What needs to be done:
Can you quote the part of the listing that begins with the line containing "Trace the outline of every instance of the stone" and ends with the line containing "119], [163, 118]]", both included, and nothing else?

Source records:

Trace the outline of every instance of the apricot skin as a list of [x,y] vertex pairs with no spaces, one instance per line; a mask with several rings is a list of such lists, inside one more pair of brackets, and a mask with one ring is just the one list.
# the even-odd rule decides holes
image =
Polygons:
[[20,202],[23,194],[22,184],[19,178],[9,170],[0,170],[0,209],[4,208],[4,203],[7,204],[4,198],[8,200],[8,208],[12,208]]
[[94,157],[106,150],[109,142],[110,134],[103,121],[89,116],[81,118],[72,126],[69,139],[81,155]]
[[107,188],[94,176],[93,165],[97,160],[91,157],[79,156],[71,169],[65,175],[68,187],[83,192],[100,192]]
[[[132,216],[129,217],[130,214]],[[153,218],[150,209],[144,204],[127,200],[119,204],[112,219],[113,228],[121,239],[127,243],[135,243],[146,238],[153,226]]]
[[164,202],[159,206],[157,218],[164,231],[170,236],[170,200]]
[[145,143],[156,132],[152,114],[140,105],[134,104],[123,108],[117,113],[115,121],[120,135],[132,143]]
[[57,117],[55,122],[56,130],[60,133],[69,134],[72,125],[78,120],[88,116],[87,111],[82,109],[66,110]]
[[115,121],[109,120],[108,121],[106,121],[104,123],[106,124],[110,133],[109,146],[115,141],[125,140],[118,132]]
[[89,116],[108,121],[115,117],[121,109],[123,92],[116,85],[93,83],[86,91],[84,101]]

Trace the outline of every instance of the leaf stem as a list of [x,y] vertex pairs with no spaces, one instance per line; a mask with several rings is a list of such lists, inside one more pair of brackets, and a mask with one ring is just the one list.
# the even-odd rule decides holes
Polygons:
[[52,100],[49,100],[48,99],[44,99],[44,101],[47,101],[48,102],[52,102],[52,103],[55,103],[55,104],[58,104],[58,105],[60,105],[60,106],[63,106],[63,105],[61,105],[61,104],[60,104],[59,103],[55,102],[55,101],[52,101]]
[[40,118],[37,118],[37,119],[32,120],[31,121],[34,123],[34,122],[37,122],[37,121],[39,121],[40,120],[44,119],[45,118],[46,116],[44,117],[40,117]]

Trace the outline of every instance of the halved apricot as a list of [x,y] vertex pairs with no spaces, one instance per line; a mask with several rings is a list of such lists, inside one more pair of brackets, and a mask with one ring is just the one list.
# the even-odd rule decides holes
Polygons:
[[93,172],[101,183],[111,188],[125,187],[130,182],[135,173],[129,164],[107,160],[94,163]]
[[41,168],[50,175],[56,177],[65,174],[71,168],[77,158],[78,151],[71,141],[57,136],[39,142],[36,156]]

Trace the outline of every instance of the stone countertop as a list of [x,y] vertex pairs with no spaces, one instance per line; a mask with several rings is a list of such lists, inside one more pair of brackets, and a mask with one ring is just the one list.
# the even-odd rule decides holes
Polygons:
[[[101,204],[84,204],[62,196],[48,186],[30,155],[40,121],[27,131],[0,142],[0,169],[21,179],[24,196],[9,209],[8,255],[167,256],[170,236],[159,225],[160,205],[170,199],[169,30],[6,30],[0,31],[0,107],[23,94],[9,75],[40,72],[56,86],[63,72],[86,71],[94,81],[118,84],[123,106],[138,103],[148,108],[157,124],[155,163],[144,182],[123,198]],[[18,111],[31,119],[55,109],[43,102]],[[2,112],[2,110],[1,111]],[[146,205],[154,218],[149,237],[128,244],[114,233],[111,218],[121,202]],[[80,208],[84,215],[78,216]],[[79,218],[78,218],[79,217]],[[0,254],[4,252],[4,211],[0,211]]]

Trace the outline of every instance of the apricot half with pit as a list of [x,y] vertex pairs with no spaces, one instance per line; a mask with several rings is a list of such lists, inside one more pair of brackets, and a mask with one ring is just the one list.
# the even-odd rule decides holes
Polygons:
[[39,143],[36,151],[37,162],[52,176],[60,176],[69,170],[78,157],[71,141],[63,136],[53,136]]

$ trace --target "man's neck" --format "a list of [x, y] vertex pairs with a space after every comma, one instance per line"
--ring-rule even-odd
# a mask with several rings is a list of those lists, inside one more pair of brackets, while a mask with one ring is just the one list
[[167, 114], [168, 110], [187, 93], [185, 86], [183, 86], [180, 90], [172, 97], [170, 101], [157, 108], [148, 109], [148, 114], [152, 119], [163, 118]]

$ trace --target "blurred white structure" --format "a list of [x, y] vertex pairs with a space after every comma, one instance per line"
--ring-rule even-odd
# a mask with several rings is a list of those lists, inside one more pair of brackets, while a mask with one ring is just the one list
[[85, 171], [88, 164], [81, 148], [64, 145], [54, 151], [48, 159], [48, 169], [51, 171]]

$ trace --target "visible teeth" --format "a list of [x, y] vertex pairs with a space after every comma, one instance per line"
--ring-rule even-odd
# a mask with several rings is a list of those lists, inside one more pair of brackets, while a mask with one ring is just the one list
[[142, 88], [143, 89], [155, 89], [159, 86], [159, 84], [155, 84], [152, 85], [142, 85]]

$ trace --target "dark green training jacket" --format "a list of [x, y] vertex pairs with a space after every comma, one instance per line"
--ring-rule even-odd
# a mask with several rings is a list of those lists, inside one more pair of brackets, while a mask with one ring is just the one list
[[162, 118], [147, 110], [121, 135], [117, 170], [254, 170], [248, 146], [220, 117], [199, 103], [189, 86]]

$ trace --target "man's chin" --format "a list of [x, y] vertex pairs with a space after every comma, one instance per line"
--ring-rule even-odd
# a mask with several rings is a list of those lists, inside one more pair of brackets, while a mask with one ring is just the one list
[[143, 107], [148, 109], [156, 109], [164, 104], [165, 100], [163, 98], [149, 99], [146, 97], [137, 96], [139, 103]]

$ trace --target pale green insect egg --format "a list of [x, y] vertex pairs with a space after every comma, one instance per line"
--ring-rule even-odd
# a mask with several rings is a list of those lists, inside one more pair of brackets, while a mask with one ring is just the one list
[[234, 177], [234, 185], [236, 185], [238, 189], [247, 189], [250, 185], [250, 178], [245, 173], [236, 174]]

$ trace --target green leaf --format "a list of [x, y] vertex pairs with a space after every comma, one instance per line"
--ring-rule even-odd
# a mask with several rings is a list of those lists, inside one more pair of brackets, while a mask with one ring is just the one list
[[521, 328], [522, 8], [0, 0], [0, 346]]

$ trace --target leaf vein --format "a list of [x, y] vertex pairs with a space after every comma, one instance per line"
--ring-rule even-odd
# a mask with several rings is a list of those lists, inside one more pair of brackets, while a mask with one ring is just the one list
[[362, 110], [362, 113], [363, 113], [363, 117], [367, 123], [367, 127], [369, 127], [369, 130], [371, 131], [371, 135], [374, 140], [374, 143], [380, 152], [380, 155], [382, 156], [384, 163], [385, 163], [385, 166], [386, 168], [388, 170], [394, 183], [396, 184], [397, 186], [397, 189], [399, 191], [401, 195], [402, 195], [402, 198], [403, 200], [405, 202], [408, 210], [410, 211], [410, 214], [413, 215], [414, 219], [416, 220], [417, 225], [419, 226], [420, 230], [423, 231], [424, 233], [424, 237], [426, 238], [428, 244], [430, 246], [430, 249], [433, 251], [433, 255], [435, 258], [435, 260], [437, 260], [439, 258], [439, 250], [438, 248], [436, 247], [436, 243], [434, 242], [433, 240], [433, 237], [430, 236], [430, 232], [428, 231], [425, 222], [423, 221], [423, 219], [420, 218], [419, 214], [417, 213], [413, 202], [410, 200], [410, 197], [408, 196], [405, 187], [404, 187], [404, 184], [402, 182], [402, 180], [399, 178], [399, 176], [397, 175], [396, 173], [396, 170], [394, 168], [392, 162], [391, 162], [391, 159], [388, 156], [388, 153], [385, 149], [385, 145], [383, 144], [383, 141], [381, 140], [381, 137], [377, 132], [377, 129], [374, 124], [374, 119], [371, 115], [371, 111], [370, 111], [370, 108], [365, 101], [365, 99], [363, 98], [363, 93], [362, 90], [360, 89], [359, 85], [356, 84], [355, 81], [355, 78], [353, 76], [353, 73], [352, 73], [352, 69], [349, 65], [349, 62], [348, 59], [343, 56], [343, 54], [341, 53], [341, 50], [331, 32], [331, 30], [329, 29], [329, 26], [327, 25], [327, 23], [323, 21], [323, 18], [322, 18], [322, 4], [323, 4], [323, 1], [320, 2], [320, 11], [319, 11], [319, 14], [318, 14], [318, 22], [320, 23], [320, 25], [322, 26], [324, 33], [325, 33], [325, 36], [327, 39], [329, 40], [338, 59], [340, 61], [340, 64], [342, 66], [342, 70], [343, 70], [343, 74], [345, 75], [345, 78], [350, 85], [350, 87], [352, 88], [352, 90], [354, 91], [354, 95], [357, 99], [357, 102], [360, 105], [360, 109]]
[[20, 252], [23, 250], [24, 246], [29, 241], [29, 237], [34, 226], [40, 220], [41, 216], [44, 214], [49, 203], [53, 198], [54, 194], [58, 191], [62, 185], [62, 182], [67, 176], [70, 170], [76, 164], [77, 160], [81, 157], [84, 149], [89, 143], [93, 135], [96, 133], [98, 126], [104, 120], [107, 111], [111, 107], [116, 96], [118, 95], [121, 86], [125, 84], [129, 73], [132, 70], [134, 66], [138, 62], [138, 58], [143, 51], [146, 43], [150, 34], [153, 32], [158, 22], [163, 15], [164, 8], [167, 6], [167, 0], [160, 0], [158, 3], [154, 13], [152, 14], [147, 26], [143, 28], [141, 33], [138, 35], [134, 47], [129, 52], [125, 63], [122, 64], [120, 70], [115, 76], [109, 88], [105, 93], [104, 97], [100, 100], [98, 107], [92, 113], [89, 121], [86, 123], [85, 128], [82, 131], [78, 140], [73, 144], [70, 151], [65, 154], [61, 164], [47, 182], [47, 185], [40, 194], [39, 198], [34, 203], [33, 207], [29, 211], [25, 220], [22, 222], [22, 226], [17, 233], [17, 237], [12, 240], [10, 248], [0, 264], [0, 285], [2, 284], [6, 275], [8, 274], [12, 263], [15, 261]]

Response for this exercise:
Trace the outline of every instance of the stone countertop as a list of [x,y] vertex pairs with no spaces, one instance per line; a mask with several rings is a list of such lists, inside one more pair of brackets, and a mask with one ring is just the one list.
# the even-odd rule decides holes
Polygons:
[[[101,204],[84,204],[62,196],[48,186],[30,155],[40,121],[27,131],[0,142],[0,169],[21,179],[24,196],[9,209],[8,255],[167,256],[170,236],[159,225],[160,205],[170,199],[169,30],[6,30],[0,31],[0,107],[23,94],[9,75],[40,72],[56,86],[63,72],[86,71],[94,81],[118,84],[123,106],[138,103],[148,108],[157,124],[155,163],[144,182],[123,198]],[[18,111],[31,119],[55,109],[43,102]],[[2,112],[2,110],[1,111]],[[146,205],[154,218],[149,237],[128,244],[114,233],[111,218],[121,202]],[[80,208],[84,215],[78,216]],[[79,218],[78,218],[79,217]],[[0,254],[4,252],[4,211],[0,211]]]

Trace the outline of every instance of the apricot half with pit as a list of [x,y] vertex pairs with no spaces, one instance per line; a mask with several rings is a list of such lists, inside one more pair of brackets, and a mask with one ring is just the one list.
# the even-odd rule decides holes
Polygons:
[[39,143],[36,151],[37,162],[52,176],[60,176],[69,170],[78,157],[71,141],[63,136],[53,136]]

$ trace --target "man's neck" --format "a list of [x, y] vertex pairs with a space after every comma, one instance per line"
--ring-rule even-odd
# a mask with several rings is a list of those lists, inside one more pair of brackets, while a mask with one ring is just the one list
[[167, 114], [168, 110], [187, 93], [185, 86], [183, 86], [180, 90], [172, 97], [170, 101], [157, 108], [148, 109], [148, 114], [152, 119], [163, 118]]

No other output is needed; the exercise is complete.